:: Directions for this task ::
Give back, unchanged, each line from the one containing "Exercise. Put one marker on every instance of the orange" through the last line of the entries below.
--- START Data entries ---
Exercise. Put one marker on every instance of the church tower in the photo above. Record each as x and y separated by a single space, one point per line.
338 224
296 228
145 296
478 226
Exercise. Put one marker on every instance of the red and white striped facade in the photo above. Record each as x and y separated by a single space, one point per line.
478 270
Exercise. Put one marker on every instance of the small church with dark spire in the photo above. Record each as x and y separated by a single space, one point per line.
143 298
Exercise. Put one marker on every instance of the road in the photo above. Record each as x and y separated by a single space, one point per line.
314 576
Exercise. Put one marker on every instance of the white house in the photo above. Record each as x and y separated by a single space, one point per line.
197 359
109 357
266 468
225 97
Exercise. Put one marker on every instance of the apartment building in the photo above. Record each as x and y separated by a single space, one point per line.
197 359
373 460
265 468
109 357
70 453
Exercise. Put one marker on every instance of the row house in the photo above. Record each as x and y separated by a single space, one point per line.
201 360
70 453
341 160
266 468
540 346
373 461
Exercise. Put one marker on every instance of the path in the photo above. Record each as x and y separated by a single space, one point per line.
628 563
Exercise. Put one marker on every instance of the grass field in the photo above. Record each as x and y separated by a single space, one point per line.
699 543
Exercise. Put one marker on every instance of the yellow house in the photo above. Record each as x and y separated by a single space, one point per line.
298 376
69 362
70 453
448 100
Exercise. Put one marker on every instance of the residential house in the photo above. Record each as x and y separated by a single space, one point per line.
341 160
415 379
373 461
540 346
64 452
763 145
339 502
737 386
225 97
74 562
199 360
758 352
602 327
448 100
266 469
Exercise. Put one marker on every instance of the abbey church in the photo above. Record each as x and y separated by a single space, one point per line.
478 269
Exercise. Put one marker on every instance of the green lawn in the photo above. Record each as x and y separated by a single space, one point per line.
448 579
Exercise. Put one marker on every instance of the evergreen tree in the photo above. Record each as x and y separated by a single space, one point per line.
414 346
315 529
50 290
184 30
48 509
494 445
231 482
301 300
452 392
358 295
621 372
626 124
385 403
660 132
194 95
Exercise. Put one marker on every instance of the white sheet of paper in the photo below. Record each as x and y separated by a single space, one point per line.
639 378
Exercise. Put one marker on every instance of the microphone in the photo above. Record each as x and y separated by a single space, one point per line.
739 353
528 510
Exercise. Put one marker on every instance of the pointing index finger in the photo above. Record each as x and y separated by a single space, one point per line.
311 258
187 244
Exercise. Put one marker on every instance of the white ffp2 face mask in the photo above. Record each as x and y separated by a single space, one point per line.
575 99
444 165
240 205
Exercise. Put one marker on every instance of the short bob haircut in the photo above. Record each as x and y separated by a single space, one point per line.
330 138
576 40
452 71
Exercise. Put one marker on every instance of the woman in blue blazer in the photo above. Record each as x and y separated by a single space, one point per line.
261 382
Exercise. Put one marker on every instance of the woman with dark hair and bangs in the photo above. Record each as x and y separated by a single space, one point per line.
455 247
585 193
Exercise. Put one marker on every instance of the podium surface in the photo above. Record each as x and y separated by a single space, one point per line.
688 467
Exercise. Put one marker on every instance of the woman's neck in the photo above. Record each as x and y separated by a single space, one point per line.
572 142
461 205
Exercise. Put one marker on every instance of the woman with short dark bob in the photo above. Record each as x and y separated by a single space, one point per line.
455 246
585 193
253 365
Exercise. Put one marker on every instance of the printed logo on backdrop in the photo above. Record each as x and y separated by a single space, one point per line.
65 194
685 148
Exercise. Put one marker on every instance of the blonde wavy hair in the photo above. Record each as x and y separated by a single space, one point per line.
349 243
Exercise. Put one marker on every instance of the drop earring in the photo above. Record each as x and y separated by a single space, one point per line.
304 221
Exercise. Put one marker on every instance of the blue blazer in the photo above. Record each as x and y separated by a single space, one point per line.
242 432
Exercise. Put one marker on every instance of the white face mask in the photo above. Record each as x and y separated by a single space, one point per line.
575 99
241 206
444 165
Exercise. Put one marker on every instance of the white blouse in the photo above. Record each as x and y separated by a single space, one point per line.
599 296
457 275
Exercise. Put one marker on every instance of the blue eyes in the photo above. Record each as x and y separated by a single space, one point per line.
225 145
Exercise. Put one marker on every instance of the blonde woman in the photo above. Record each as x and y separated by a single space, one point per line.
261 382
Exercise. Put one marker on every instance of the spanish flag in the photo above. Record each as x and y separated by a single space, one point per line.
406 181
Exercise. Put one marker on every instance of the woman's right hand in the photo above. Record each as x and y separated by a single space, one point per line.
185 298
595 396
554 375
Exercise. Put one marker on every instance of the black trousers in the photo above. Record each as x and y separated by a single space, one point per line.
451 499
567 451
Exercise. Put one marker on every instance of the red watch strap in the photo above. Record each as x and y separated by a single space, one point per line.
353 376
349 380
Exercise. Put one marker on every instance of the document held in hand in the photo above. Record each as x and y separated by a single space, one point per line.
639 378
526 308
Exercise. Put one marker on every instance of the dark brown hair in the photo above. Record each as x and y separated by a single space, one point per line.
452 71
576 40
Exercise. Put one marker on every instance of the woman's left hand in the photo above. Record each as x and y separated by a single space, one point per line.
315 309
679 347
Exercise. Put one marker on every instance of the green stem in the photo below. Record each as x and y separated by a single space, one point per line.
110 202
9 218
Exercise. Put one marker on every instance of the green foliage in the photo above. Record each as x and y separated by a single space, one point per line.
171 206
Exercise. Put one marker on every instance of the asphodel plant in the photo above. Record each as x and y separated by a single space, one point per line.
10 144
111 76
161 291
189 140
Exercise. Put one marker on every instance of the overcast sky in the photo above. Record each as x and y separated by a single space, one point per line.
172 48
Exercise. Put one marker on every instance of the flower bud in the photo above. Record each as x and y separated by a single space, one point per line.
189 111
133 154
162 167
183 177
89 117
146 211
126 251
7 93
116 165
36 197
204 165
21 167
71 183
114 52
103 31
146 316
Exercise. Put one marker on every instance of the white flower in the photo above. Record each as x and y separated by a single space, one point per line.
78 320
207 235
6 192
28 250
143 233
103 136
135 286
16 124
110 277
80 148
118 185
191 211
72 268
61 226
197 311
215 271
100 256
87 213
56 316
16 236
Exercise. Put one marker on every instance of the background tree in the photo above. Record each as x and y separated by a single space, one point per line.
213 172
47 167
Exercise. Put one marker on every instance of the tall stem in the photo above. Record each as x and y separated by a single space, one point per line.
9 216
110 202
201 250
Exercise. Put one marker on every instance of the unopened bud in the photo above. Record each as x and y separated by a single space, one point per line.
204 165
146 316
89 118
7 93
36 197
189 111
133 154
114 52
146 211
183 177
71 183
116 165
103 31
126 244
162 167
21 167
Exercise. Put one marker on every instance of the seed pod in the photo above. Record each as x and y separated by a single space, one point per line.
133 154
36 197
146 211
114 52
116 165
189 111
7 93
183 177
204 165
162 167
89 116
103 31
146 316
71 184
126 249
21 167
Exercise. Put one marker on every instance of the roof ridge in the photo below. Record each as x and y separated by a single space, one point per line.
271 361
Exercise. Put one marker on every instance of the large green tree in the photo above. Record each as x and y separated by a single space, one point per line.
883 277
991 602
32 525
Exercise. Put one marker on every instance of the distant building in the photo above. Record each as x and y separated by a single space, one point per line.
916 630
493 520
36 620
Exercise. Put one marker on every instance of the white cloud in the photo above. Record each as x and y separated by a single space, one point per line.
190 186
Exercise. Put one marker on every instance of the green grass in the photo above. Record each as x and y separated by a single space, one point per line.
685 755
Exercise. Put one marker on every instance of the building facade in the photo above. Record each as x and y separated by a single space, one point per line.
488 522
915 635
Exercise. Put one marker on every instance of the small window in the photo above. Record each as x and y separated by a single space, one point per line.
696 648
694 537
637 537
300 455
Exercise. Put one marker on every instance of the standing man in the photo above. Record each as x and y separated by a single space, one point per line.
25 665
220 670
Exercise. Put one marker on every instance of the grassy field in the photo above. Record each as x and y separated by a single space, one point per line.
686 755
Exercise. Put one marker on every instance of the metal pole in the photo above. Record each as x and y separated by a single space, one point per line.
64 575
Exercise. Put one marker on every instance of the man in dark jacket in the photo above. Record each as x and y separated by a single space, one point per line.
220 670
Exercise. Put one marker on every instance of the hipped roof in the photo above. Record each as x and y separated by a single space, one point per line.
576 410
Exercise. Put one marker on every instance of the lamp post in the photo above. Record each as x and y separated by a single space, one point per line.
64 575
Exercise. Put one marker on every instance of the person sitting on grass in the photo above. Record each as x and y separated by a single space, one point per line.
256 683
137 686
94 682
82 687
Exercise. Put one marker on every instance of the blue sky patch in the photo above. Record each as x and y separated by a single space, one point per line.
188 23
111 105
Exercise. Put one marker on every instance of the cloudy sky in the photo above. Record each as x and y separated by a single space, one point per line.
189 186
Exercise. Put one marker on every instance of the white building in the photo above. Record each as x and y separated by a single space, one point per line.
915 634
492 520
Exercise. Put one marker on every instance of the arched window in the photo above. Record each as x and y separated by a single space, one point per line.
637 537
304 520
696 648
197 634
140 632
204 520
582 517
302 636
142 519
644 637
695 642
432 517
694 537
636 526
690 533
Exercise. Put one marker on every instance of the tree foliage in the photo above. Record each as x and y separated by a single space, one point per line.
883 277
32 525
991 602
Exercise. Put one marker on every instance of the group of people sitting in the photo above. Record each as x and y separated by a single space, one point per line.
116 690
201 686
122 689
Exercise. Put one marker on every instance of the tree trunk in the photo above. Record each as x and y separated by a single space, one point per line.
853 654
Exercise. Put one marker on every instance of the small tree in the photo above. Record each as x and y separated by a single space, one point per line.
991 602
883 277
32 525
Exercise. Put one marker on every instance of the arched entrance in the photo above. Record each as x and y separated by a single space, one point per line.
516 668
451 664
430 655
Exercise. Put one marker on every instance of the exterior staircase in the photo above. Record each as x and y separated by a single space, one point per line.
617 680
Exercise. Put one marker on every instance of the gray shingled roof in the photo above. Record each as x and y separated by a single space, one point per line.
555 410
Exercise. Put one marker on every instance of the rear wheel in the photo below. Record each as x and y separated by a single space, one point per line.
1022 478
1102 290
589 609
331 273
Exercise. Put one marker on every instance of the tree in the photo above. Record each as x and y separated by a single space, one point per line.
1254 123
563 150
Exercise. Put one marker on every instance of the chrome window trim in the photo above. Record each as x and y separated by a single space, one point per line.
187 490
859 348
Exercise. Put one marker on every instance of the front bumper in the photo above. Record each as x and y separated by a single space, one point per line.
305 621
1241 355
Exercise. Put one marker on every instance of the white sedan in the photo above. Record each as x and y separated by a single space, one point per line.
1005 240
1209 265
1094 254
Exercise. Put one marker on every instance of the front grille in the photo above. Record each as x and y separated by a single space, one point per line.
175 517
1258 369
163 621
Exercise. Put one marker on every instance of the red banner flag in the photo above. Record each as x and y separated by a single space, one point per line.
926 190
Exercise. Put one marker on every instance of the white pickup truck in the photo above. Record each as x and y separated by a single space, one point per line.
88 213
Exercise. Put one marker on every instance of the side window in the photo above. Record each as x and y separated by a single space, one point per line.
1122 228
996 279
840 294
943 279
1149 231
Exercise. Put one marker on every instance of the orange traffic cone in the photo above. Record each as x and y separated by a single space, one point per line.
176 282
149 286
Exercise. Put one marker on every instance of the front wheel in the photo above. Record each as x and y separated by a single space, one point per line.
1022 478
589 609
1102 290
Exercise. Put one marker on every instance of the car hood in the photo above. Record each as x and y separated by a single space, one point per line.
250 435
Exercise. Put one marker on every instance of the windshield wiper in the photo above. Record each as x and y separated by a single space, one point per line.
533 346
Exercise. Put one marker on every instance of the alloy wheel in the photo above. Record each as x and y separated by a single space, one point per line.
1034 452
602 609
--- END Data entries ---
:: Response to the task ::
Exercise. Put one marker on every instance of the orange traffic cone in the photo above. Record each as x and y separated by a single space, one point per line.
176 282
149 286
Exercise. Put one marker on every instance of the front wheel in the photo above. Record each as x and y separated by a single space, one point per line.
1022 478
589 609
1102 290
Exercise. Put one marker on every instance of the car hood in the photo above. Record each as x and y separated by a single space, one point per line.
250 435
Exercise. Put one marker on every instance of the windshield wiper in the photo above. Record each as x and y separated by a single space, one point per line.
533 346
Exercise. Put one marker on every instance of the alloy wheel in the photo above. Record each as x and y separated by a single space, one point per line.
1034 452
602 609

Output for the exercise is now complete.